=== Source extract ===
Because the campaign to get people to practice prevention isn’t being followed up with compliance, American health is at risk. This is true financially, of course, as the cost of caring for an aging population rises precipitously. But it’s even more alarming to consider that 95 cents of every health care dollar is spent after a disease has appeared. Preventive medicine isn’t part of a physician’s everyday routine, which is spent dispensing drugs and performing surgery.

 

This leaves the responsibility of lifelong health on you and me, which is where it belongs.

 

In the previous posts I proposed that the secret to lifelong health is letting your body take care of you, as it was designed to do.  That is ultimately the point of prevention, to support the body’s own power to heal, balance, and regulate itself. Since the control switch for these processes is in the brain, we need to cover an all-important issue: Creating the best inner environment for your brain. Your brain processes every experience you have, and it must function well in order for the real controller of your life – the mind – to make its best intentions known.

 

The intention to live as long as possible isn’t one of the mind’s best intentions, because quantity isn’t the same as quality. Intending to live in a state of well-being is a higher intention, since it focuses on quality, but few people have devised a credible recipe for well-being. There is no recipe. Well-being changes as we move through life, which is why a child’s version of it cannot be the same as an old person’s.  So what is the common factor that never changes as we age?

 

The answer is self-awareness. When you have any experience, your mind is in one of three states: unconscious, aware, and self-aware. The first state leaves health – and well-being generally – to chance. If you light up your fifth cigarette of the day without thinking, you are doing something unconsciously, as is the nature of habits. If you see yourself lighting up the cigarette, you are aware of what you’re doing.  But self-awareness goes further; it says, “What am I doing to myself?”  Posing questions, reflecting on your behavior, looking at the larger picture, taking your life seriously – these are all self-aware behaviors.

 

The mind and body are connected in a feedback loop, and it will operate automatically without any awareness, much less self-awareness.  Someone in a coma is an extreme example of the automatic nature of the body’s feedback loop being monitored by the brain’s automatic mechanisms.  The feedback changes when you add awareness, which is why it is better to be awake than in a coma. The best way to participate in the feedback loop, however, is through self-awareness.  In that state you tune into your body and lead your brain’s responses in a positive way.

 

A self-aware approach to life would include the following prescriptions, which were drawn up by Dr. Rudy Tanzi and myself when we co-wrote a forthcoming book, Super Brain:

Be passionate about your life and the experiences you fill it with.

Remain open to as much input as possible.
===
Pick up the piece on self-awareness and preventive health after its final line and continue writing it.
=== Supplied entries ===
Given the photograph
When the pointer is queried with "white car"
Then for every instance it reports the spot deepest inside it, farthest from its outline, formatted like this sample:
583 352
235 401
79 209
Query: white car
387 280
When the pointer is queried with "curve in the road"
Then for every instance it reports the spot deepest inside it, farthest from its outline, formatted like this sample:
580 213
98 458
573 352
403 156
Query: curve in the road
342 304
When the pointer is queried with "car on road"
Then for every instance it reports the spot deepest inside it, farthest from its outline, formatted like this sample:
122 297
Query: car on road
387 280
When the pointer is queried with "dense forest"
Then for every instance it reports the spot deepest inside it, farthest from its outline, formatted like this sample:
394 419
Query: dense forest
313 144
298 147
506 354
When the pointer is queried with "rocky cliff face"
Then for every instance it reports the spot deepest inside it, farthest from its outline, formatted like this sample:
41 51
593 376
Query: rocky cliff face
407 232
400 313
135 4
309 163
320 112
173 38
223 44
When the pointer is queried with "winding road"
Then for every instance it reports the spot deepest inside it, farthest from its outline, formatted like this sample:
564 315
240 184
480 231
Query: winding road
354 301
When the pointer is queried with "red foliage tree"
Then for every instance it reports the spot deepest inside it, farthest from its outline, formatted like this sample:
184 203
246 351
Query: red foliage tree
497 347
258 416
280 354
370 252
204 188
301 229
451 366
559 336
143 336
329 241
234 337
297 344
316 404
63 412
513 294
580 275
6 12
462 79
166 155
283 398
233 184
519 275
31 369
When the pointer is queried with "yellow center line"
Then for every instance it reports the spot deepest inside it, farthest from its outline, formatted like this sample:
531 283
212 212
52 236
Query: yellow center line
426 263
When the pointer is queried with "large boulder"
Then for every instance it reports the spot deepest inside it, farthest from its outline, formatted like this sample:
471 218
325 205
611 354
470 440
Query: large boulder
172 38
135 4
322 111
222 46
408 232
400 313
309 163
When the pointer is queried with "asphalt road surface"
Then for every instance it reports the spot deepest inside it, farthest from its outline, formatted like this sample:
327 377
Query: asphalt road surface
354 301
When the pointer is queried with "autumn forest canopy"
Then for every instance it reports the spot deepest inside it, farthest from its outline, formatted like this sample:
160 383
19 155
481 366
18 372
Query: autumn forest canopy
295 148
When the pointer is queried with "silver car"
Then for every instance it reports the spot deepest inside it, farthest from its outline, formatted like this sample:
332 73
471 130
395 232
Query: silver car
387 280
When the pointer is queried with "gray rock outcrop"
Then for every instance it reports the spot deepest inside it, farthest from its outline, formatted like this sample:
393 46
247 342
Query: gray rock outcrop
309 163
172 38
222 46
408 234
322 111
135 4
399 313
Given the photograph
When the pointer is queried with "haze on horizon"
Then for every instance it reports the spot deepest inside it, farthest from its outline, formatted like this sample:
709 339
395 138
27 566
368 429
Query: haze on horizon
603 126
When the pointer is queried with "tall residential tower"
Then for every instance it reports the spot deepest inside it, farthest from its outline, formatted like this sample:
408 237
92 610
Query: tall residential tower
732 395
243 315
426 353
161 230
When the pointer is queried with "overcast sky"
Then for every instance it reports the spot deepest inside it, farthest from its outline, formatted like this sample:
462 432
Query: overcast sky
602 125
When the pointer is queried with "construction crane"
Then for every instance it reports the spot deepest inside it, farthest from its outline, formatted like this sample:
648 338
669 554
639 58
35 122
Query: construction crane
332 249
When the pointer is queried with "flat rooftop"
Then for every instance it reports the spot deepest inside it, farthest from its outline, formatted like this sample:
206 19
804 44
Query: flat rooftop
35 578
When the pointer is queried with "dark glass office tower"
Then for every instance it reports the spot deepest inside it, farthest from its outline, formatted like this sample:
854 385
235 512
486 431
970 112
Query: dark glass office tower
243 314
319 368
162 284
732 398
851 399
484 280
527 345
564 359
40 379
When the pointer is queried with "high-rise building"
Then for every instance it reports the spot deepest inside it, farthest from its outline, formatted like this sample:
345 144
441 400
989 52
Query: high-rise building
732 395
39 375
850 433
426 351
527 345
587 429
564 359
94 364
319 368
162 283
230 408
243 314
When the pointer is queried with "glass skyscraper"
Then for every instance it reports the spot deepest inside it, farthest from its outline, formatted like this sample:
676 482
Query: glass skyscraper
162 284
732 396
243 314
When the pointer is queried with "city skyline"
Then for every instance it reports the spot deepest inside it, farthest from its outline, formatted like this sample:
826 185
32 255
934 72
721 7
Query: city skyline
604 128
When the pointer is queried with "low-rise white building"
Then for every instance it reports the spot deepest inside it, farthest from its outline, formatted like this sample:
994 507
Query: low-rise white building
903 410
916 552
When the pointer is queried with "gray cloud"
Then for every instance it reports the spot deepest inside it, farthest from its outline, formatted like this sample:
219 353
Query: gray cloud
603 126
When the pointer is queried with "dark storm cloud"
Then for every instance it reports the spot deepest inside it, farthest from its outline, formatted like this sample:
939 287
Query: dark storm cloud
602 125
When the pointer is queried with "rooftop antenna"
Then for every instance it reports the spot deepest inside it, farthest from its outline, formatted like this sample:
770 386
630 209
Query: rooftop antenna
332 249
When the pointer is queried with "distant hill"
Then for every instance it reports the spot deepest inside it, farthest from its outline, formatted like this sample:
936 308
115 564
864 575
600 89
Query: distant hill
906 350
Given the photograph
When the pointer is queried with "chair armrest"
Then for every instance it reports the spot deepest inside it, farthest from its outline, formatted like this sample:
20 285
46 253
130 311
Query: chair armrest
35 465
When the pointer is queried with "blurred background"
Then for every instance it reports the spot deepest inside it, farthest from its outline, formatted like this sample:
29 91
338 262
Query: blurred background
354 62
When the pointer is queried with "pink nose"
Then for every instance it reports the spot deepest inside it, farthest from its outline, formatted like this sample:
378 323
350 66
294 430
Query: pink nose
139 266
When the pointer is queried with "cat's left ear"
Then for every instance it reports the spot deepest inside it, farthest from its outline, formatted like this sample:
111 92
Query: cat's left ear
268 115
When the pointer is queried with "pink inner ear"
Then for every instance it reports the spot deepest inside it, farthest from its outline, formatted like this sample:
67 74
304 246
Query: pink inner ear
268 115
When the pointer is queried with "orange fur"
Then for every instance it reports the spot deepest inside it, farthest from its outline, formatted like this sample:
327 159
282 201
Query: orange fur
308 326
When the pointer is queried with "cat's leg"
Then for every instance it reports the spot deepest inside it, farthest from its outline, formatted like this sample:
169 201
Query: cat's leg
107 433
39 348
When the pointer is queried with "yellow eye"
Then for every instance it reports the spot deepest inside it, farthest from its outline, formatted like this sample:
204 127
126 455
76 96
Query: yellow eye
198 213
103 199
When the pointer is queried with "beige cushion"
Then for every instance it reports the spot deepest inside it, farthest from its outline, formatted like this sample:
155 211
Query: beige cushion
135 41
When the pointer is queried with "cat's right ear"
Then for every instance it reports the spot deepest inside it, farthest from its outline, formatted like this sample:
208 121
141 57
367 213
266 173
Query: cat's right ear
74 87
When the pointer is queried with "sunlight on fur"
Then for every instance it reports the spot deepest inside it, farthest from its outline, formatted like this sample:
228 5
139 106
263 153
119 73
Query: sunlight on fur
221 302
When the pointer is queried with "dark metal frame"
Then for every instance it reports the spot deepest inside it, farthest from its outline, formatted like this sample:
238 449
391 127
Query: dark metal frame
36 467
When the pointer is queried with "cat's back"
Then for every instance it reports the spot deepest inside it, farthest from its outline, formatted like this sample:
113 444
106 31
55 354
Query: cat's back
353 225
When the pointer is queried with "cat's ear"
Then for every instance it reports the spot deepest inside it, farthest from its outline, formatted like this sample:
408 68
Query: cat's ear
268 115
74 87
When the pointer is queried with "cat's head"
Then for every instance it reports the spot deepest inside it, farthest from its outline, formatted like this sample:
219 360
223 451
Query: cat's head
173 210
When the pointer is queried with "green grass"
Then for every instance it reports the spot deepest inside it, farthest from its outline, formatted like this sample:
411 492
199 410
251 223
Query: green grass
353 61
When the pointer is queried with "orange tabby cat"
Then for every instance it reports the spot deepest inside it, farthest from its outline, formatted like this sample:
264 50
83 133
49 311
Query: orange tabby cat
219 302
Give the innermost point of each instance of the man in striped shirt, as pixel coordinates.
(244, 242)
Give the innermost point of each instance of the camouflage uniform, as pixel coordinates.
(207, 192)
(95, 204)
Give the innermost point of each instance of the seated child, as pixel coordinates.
===
● Written reply
Don’t shut down the feedback loop with judgment, rigid beliefs, and prejudices.

Don’t censor incoming data through denial.

Examine other points of view as if they were your own.

Take possession of everything in your life. Be self-sufficient.

Work on psychological blocks like shame and guilt – they falsely color your reality.

Free yourself emotionally – to be emotionally resilient is the best defense against growing rigid.

Harbor no secrets – they create dark places in the psyche.

Be willing to redefine yourself every day.

Don’t regret the past or fear the future. Both bring misery through self-doubt.

 

There is a spiritual component to self-awareness that consists of expanding your consciousness through meditation, mindfulness, and other established spiritual practices. But in this list we wanted to tell people how to function efficiently in the mind-body feedback loop.  From birth each of us has been part of the loop, dependent upon it for all the good things in our lives, doing our best not to bring in bad things. But most people don’t pursue self-awareness. They equate it with feeling bad about themselves, turning over stones that are best untouched, and exposing the darker hiding places where anxiety, depression, and anger lurk. None of this is true. Self-awareness is value free. It isn’t scary. It doesn’t imply that you will subject yourself to needless pain.

 

At its most basic, self-awareness is simply the self-appreciating the self.  To find an answer to a question we are all interested in – “How am I doing?” – you have to be willing to look in the first place.  It is much more beneficial to your health if you feel your way through life than think your way through life. Self-awareness monitors how you feel. It is flexible, sometimes placing awareness on a bodily sensation, sometimes on the world around you, your relationships, the people you meet, the thoughts in your head, and so on.  To be in such a state means that you are fully participating in the mind-body feedback loop. By doing so, you make your body and your brain into allies, and then the path to lifelong health can be followed in security and fulfillment.